• [Task goal]: Lines from the one containing "instance on the sky" through the last line of the data are to be repeated word for word, both ends included.

• [Input for this task]:
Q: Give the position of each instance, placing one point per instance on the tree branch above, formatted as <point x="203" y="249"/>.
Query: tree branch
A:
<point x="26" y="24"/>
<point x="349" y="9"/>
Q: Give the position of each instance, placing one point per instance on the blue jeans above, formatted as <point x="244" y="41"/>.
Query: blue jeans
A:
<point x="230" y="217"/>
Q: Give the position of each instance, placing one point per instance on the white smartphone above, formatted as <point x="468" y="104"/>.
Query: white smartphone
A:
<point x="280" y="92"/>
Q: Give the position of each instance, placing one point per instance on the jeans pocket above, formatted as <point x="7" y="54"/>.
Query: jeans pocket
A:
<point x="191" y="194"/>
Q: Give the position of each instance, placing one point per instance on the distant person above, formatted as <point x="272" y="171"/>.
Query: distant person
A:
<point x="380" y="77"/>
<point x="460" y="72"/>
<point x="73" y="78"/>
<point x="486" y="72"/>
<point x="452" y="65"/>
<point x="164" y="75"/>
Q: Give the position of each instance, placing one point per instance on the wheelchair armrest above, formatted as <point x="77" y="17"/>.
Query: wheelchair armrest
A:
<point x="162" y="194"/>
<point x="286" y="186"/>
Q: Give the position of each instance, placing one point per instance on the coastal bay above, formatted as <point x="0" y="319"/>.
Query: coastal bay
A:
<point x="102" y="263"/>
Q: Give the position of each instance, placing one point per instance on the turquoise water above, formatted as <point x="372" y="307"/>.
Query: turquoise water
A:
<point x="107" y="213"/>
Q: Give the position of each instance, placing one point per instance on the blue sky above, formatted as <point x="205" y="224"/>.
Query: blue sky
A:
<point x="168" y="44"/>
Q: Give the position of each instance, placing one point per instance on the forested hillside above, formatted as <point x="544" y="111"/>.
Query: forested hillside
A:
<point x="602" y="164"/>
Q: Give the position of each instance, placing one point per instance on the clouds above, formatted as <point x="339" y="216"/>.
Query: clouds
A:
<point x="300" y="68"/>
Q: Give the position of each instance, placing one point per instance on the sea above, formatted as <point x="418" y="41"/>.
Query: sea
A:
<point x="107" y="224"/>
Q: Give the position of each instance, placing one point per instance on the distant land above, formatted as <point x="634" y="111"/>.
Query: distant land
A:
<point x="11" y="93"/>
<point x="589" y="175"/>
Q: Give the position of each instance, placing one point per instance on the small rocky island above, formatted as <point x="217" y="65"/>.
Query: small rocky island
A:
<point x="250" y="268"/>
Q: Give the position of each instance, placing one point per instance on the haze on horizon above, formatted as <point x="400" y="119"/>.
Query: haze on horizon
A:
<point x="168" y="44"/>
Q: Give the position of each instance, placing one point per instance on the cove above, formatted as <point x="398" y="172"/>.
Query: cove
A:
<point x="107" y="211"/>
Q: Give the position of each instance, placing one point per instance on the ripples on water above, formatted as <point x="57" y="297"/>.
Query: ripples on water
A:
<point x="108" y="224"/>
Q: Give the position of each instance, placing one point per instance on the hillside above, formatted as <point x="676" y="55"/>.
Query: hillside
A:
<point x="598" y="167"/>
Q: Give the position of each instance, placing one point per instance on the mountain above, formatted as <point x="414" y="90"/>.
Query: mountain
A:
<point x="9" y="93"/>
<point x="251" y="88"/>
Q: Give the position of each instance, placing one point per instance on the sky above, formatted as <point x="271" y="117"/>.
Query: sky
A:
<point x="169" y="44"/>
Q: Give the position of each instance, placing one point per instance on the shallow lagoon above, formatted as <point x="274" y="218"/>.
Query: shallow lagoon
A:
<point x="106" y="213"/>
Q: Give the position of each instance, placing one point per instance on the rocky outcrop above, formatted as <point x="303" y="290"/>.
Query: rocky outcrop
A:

• [Task output]:
Q: Give the position of each instance, placing one point per instance on the sky above, formatted as <point x="271" y="117"/>.
Query: sky
A:
<point x="169" y="44"/>
Q: Give the position of each instance, placing one point per instance on the shallow lagoon above, formatted as <point x="274" y="218"/>.
Query: shallow lagoon
A:
<point x="106" y="213"/>
Q: Give the position of each instance, placing one point per instance on the rocky outcrop above, formatted as <point x="303" y="290"/>.
Query: rocky outcrop
A:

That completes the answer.